Man braucht nicht Militär, auch nicht einmal absonderlicher Mililärfreund zu sein, um den Eindruck dieser Pracht geradezu für überwältigend zu erklären. Wie eine Zaubererscheinung schwebte die glanzvolle Procession an uns vorüber, und gewiß Jeder bedauerte, daß der brillante Zug den staunenden Blicken so schnell entschwand. Mit ihm erschöpfte sich indessen auch das äußere Interesse an dem officiellen Schauspiele. Was nun folgte, der endlose Einmarsch der verschiedenen Regimenter, von denen, wenigstens für das nicht militärische Auge, im Allgemeinen eines immer aussah wie das andere, war in hohem Grade ermüdend für die einer unbarmherzig herabbrennenden Sonne ausgesetzten Zuschauer, wie er eine peinliche Anstrengung für die triumphirenden Krieger gewesen ist, von denen mehrere leider diesen ihren Ruhm- und Ehrentag mit dem Leben büßen mußten, nachdem sie aus so vielen mörderischen Schlachten unverletzt heimgekehrt waren. Daß dieser bittere Tropfen dem großen Freudenbecher des Tages nicht fern gehalten werden konnte, bleibt schmerzlich zu beklagen!

Nach dem Vorbeimarsch der Suite dachten wir unsern Tribünenplatz zu verlassen, um, durch dem Festzuge abgewandte Straßen eilend, unsere Beobachtungen Unter den Linden fortzusetzen; allein die findigen Berliner um uns her boten so mannigfaltige Gelegenheit zu Volksstudien dar, daß wir uns für’s Erste auf unserem Stuhle noch festhalten ließen. Eben schwirrten die „Maikäfer“ von links heran, da erhob sich, um ihre Lieblinge besser beaugenscheinigen zu können, eine unserer Nachbarinnen von ihrem Platze. „Sitzen bleiben!“ befahlen die Hintermänner sofort; „sitzen bleiben, Sie da, A. F. Nr. 16!“ Die Schaulustige hatte nämlich ihr Taschentuch über den Kopf gelegt, um sich vor der glühenden Sonne zu schützen, und unter den Merkzeichen ihres Tuches ward nun die in ihrem Patriotismus gegen die Höflichkeit Fehlende zur Ordnung gerufen. Aehnliche Berliner Geistesblitze gaben noch mancherlei Stoff zur Erheiterung, bis schließlich die einzelnen Unternehmer unserer Plattform sich über deren Erträgniß in die Haare geriethen und einer derselben, welcher die Stühle geliefert und dafür kein genügendes Aequivalent empfangen haben wollte, mit kurzem Proceß sein Eigenthum reclamirte und uns ohne Weiteres entthronte.

____________

-- AUFGABEN --
1) Beantworte zum Bericht über den Festzug drei kurze Fragen:
(a) Was empfanden die Zuschauer laut dem ersten Absatz als sehr ermüdend?
(b) Was hatte sich die Nachbarin über den Kopf gelegt und wozu?
(c) Worüber gerieten die Unternehmer der Plattform am Ende in Streit?
2) Setze den Bericht über den Festzug nach seinem letzten Satz fort.
Das Material danach steht für sich und gehört nicht zum Bericht über den Festzug.

-- AUFGEZEICHNETES MATERIAL --
____________

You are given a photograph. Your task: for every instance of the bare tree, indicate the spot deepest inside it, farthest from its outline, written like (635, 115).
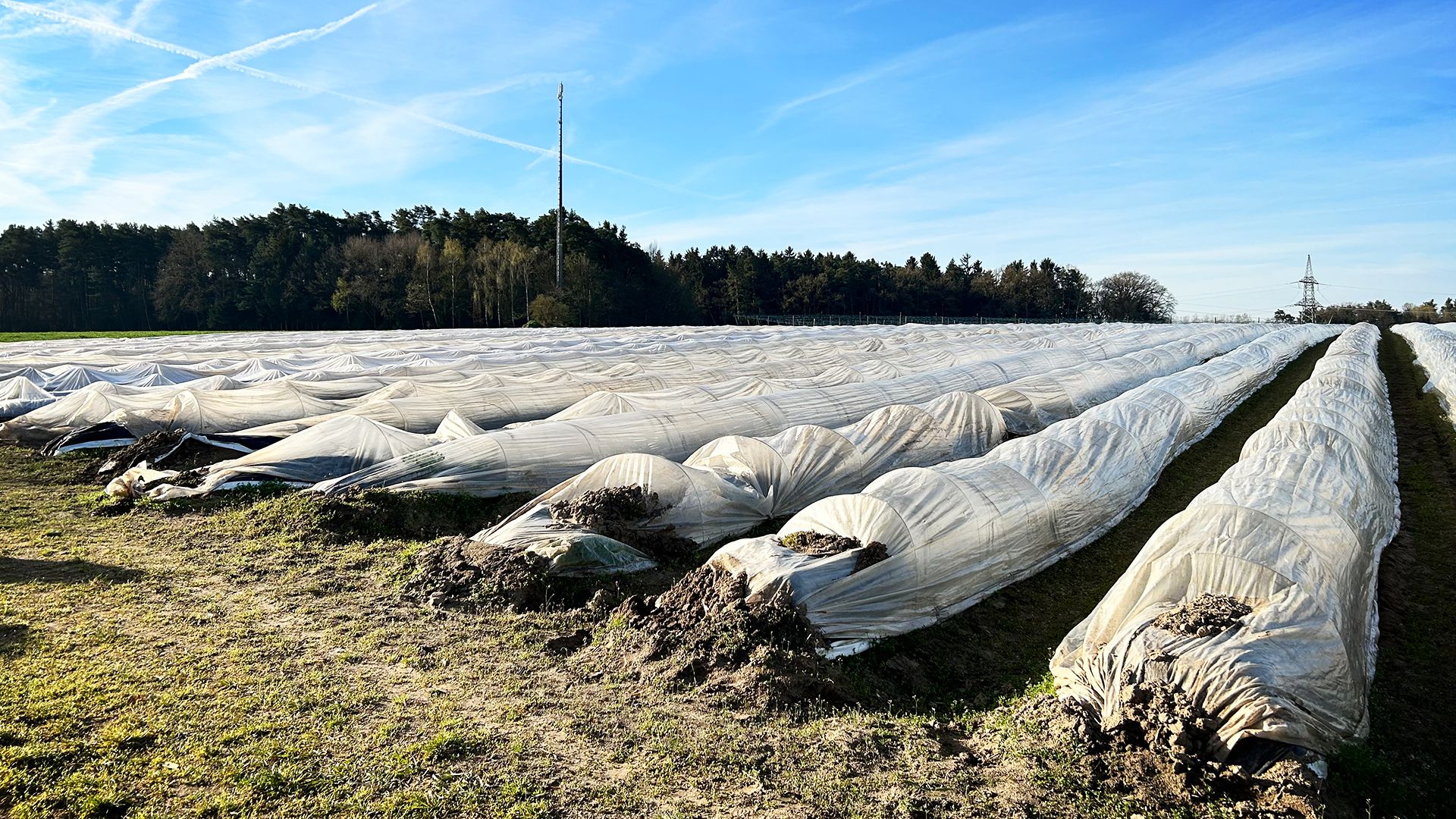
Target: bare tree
(1133, 297)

____________

-- LÖSUNGEN --
1)
(a) Den endlosen Einmarsch der verschiedenen Regimenter unter der heiß brennenden Sonne.
(b) Ihr Taschentuch, um sich vor der glühenden Sonne zu schützen.
(c) Über den Ertrag der Plattform.

2)
Dergleichen improvisirte Schauempore hatte übrigens die Siegesstraße eine Menge aufzuweisen: Handwagen, Hökerkarren, Fässer und Kisten, und dies Alles mußte, an passenden Stellen aufgebaut, als Tribüne dienen, und alle solche Speculanten machten blühende Geschäfte. Ebenso die improvisirten und ambulanten Restaurationen, die sich neben ihnen etablirten. Unsere Estrade ward in regelmäßigen Intervallen von einem vierschrötigen Gesellen besucht, welcher in einem großen Pferdeeimer Wasser, in einem ditto Gefäße Himbeersaft feilbot und, das Glas des also gemischten Trankes zu fünf Silbergroschen verkaufend, sich eines reißenden Absatzes erfreute. Wie kolossal der Verbrauch von durstlöschenden Mitteln von Seiten des schaulustigen Publicums überhaupt gewesen ist, mögen ein paar authentische Ziffern beweisen. Die Restauration der in der Königgrätzer Straße errichteten Victoriatribüne war für fünfundzwanzig Thaler verpachtet worden. Der Pächter aber schenkte in einer einzigen Stunde fünfundzwanzig Eimer Limonade, jedes Glas zu fünf Silbergroschen, und gleichzeitig zehn Tonnen Lagerbier aus, das Seidel zu zwei und einem halben Groschen. Aus dem letztern Getränke allein erzielte er mithin einen Reingewinn von hundertfünfzig Thalern. Von der Tribüne C am Pariser Platze wurden, außer Selterserwasser etc., siebenzehn Tonnen Bier consumirt, wodurch dem Erfrischungspächter ein Gewinn von mehr als dreihundert Thalern erwuchs!

Nach einigen verunglückten Anläufen drangen wir endlich durch die Friedrichsstraße glücklich bis nach den Linden vor und eroberten uns mit Todesverachtung einen Sessel auf Kranzler’s Perron, im Augenblick, als die reitende Garde-Artillerie im Trabe vorüberdefilirte, so daß ringsum die Erde bebte. Wer aber waren auf dieser süßen Tribüne unsere Nachbarn? Zwei französische Officiere, die, jedenfalls aus irgend einer preußischen Festung entlassen und auf dem Rückwege nach der Heimath begriffen, ehrlos genug waren, sich, bei einer Schale Eis, einen Triumphzug zu begaffen, welcher für ihre Nation ein Moment der tiefsten Demüthigung bezeichnet und die französische Gloire, dies Wahnbild ihrer Eitelkeit, wer weiß, für immer ausgelöscht hat. Bedarf es eines Commentars zu diesem neuen „Beitrage zur Völker-Psychologie“?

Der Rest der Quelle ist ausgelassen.